> [Texto apresentado]:
↓↓↓

CONFLITO DE COMPETÊNCIA
MESMA QUESTÃO
NÃO CONFLITO
Sumário

1) Nos termos do disposto no artigo 109.º, n.º 2, do CPC, há conflito, positivo ou negativo, de competência quando dois ou mais tribunais da mesma ordem jurisdicional se consideram competentes ou incompetentes para conhecer da mesma questão.
2) Pressuposto necessário para que haja lugar a conflito de competência é que ambas as decisões proferidas pelos tribunais em conflito tenham transitado em julgado, pois, conforme estatui o n.º 3 do artigo 109.º do CPC, “não há conflito enquanto forem suscetíveis de recurso as decisões proferidas sobre a competência”.
3) No caso em apreço, as duas decisões proferidas – uma de indeferimento da execução por falta de liquidez do título dado à execução e, outra, de indeferimento de incidente de liquidação – não respeitam à mesma questão, tendo de comum apenas o liminar indeferimento de cada uma das duas pretensões (também de conteúdo diverso) apresentadas pelo autor/exequente.
4) Assim, não estamos perante um conflito negativo de competência que deva ser tutelado nos termos do artigo 109.º e ss. do CPC, mas antes, perante duas decisões, ambas transitadas em julgado, proferidas em dois processos distintos.
5) A intervenção da presidência do Tribunal da Relação na resolução do conflito negativo de competência pressupõe a existência de uma mesma questão, sendo que, esta, só é a mesma quando suscitada no âmbito do mesmo processo e não em processos diferentes.
6) Tratando-se de dois processos intentados perante dois tribunais distintos e, sendo que, em nenhum deles houve decisão que se pronunciasse sobre questão de competência, não estamos perante um conflito negativo de competência cuja resolução caiba ao Presidente da Relação.

Texto Integral

I.
1) Em 16-08-2023, “A” veio apresentar em juízo requerimento de execução de decisão judicial condenatória, o que fez contra “B”.
2) Invocou no requerimento inicial, nomeadamente, o seguinte:
“(…) Factos:
1. Nos termos da transação homologada por sentença a 23 de maio de 2017, extinguindo por acordo os autos relativos ao processo (…)/16.2T8CSC que correu termos no Juízo Central Cível de Cascais - juiz (…), ficou a ré, “B”, constituída na obrigação de cumprir com direito de crédito reconhecido ao ali autor, aqui exequente, “A”, decorrente do reconhecimento do direito de propriedade deste propriedade do imóvel objeto do acordo, ainda que na proporção de metade;
2. Foi assim reconhecido em ação declarativa a co-propriedade do imóvel sito na Rua  (…), freguesia de (…), Concelho de Cascais, descrito na segunda conservatória do registo Predial de Cascais sob o número (…) da aludida freguesia;
Doc. 1
3. Lê-se no ponto dois de douta transação “A Ré reconhece que o prédio dos autos, identificado a folhas 93 a 99, foi comprado por Autor e Ré, na proporção de metade.”

↑↑↑

Entradas de anotação de regiões
↓↓↓

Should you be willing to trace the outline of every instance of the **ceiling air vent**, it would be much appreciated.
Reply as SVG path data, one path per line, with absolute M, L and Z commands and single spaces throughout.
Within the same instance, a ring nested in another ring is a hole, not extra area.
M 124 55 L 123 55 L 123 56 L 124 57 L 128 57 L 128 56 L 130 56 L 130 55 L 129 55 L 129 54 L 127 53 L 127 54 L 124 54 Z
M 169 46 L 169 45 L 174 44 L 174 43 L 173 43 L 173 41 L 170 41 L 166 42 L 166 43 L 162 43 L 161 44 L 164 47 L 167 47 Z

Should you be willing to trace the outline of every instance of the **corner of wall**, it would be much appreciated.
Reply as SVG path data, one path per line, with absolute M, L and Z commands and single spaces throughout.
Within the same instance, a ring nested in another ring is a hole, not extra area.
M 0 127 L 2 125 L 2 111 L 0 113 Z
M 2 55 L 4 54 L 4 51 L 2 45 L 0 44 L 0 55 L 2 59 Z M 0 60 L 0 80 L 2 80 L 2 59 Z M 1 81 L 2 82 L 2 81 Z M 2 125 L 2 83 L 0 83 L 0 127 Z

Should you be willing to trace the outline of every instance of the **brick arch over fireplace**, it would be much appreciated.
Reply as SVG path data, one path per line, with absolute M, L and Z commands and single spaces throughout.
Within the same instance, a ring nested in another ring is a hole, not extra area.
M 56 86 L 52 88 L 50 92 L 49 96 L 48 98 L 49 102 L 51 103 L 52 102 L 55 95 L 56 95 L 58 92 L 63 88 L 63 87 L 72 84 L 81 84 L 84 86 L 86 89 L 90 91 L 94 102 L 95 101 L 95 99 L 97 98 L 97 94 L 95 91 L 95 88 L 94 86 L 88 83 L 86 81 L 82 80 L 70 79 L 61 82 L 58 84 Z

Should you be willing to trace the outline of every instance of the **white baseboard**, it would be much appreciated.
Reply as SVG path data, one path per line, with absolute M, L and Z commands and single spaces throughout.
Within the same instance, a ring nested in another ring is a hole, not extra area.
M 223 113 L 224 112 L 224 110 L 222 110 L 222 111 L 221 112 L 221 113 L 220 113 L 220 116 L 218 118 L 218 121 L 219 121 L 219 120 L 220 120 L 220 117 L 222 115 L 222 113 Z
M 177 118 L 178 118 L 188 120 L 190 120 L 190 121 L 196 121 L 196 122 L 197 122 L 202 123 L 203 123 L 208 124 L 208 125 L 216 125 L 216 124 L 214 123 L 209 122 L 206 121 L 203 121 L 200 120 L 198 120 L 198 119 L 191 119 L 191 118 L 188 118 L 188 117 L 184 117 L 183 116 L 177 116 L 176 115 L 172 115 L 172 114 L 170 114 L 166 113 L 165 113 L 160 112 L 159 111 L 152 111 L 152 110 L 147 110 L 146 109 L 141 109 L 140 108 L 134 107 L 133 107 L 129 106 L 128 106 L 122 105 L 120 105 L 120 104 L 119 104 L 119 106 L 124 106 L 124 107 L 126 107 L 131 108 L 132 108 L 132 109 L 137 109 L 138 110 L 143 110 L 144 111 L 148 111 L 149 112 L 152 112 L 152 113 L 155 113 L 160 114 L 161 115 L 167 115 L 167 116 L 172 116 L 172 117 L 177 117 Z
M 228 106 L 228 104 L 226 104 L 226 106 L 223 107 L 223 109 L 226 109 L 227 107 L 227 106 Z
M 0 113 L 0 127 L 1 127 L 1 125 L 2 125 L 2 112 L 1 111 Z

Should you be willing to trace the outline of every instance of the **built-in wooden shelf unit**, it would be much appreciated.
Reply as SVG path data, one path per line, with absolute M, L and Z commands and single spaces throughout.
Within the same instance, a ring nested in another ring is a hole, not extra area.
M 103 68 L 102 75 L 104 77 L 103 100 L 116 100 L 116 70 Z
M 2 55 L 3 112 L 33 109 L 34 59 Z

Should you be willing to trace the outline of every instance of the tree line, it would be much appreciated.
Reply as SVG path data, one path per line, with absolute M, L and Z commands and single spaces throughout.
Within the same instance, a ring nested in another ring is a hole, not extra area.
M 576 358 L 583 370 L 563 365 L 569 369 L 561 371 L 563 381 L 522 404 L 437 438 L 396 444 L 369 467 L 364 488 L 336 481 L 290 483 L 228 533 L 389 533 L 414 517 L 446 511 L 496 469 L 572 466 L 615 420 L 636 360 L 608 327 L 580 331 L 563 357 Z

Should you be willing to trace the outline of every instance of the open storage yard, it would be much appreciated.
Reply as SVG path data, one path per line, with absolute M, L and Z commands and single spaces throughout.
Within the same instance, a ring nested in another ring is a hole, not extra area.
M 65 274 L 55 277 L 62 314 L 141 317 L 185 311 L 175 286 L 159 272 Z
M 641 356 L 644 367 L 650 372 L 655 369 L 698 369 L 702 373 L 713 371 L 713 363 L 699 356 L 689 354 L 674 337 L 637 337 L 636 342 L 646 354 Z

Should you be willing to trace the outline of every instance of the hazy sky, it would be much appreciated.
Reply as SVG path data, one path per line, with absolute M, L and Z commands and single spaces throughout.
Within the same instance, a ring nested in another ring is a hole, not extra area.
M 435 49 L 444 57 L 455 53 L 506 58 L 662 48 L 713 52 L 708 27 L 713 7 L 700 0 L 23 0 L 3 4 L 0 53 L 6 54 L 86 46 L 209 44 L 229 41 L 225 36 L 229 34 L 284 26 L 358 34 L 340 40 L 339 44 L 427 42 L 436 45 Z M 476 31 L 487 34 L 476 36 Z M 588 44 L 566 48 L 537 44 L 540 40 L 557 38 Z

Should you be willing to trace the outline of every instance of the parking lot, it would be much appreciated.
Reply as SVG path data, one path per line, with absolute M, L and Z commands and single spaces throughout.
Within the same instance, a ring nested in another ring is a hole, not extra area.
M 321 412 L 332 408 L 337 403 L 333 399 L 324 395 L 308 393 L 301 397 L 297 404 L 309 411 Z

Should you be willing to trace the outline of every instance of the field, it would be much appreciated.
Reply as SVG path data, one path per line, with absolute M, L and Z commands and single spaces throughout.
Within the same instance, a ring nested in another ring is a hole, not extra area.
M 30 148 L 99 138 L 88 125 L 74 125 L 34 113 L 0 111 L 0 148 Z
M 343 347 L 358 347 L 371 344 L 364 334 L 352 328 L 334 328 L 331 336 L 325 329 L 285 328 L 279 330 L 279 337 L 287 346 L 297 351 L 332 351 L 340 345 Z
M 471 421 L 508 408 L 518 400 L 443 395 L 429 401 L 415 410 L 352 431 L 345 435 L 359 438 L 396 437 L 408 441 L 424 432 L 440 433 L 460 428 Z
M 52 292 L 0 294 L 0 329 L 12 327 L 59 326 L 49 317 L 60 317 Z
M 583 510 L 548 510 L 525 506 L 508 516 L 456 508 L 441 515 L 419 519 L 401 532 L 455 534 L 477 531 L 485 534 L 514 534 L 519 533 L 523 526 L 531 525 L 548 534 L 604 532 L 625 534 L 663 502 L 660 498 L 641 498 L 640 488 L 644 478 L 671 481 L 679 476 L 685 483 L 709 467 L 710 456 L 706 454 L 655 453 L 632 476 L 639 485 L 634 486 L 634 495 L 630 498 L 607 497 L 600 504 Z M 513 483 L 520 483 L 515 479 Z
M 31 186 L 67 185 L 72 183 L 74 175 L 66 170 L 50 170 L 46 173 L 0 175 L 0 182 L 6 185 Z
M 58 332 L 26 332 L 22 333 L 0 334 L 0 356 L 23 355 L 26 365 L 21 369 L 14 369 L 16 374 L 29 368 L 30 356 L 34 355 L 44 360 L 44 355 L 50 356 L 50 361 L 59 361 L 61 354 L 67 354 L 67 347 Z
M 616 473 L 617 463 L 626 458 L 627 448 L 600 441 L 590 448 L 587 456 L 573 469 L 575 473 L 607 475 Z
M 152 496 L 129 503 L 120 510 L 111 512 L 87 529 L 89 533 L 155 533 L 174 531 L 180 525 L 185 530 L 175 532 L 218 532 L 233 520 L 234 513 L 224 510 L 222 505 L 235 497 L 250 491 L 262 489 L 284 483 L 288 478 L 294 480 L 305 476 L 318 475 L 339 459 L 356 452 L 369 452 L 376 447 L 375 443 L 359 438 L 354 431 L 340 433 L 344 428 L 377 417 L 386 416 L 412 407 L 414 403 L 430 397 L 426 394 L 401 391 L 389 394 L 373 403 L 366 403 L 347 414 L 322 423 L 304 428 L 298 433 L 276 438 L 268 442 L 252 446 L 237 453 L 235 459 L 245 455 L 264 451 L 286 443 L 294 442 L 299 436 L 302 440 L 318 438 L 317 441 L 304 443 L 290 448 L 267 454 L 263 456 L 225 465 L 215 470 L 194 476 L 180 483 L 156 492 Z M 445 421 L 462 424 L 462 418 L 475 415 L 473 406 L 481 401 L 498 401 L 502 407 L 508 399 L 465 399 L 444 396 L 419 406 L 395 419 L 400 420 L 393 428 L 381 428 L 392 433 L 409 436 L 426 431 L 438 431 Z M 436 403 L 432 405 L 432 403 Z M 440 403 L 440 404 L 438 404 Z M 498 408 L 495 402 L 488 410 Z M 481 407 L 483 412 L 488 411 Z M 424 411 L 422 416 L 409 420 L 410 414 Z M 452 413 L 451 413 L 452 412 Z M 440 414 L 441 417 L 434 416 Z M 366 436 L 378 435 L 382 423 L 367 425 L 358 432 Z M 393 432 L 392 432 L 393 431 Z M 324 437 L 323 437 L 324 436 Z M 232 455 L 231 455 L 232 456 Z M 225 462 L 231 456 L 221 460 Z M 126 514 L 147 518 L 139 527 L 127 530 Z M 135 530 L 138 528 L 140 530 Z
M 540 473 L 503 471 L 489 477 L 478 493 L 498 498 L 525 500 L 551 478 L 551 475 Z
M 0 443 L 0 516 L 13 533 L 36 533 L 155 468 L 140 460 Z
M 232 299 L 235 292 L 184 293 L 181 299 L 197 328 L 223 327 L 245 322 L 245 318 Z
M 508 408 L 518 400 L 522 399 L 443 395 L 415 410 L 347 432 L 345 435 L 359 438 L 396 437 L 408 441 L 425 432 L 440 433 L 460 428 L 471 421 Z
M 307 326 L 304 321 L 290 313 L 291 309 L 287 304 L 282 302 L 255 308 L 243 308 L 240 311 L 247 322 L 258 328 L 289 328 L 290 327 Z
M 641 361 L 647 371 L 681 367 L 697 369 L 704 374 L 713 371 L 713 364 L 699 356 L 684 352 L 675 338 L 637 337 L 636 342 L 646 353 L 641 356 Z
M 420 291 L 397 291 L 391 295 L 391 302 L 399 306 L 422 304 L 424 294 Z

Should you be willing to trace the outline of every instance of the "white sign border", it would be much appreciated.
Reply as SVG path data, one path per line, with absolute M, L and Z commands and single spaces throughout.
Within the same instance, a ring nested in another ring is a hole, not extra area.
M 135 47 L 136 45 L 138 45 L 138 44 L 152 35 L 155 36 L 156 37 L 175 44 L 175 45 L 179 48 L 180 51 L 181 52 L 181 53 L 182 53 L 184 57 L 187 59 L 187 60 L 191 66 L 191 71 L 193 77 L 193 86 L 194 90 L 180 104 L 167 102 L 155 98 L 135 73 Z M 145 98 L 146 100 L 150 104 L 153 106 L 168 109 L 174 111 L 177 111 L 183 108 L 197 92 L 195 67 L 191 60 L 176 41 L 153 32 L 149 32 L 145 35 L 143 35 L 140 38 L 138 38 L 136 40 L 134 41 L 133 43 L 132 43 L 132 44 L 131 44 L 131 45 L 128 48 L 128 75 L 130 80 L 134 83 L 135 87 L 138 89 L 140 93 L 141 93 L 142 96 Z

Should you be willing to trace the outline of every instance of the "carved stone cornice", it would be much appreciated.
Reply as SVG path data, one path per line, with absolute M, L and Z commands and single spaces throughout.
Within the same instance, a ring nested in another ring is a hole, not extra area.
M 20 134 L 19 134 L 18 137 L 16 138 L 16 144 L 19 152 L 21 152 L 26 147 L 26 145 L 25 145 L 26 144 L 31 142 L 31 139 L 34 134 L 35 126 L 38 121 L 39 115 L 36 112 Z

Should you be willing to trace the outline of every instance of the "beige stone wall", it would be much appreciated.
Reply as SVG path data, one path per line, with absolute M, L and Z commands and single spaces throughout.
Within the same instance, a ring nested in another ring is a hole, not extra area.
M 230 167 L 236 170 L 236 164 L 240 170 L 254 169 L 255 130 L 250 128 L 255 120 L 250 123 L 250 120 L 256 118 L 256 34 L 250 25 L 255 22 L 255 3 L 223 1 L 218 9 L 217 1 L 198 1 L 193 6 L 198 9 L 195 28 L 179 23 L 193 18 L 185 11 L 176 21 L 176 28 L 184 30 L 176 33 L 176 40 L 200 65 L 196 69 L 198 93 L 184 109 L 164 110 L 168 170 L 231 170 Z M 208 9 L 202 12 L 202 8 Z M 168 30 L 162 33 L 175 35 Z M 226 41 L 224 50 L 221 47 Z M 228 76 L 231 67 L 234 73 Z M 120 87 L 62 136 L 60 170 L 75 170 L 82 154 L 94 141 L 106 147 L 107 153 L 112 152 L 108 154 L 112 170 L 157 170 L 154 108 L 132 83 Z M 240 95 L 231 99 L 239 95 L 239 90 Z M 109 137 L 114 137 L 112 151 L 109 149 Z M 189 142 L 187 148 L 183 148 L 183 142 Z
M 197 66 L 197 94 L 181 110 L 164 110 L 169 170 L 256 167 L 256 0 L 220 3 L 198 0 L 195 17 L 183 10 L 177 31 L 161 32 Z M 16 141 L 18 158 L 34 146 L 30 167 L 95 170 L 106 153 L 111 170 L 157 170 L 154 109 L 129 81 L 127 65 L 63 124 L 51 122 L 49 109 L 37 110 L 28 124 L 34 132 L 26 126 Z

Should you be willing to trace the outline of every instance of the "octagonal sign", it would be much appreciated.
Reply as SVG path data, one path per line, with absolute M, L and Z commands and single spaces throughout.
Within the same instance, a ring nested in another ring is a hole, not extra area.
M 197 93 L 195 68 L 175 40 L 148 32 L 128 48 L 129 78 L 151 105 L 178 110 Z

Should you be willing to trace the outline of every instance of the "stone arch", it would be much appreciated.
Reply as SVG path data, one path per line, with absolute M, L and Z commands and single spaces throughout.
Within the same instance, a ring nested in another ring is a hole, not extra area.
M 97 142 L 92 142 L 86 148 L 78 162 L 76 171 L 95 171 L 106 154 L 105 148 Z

↑↑↑

> [Exercício escrito]: Diga se cada uma destas afirmações bate certo com o texto sobre conflito de competência, respondendo sim ou não e citando as palavras do texto que o decidem: (a) não há conflito enquanto as decisões sobre a competência ainda admitirem recurso; (b) as duas decisões do caso dizem respeito à mesma questão; (c) o requerimento de execução foi apresentado em 16-08-2023. Os registos não entram em nada disto.

> [Resposta à tarefa]:
(a) Sim: “não há conflito enquanto forem suscetíveis de recurso as decisões proferidas sobre a competência”.
(b) Não: “não respeitam à mesma questão”.
(c) Sim: “Em 16-08-2023, “A” veio apresentar em juízo requerimento de execução de decisão judicial condenatória”.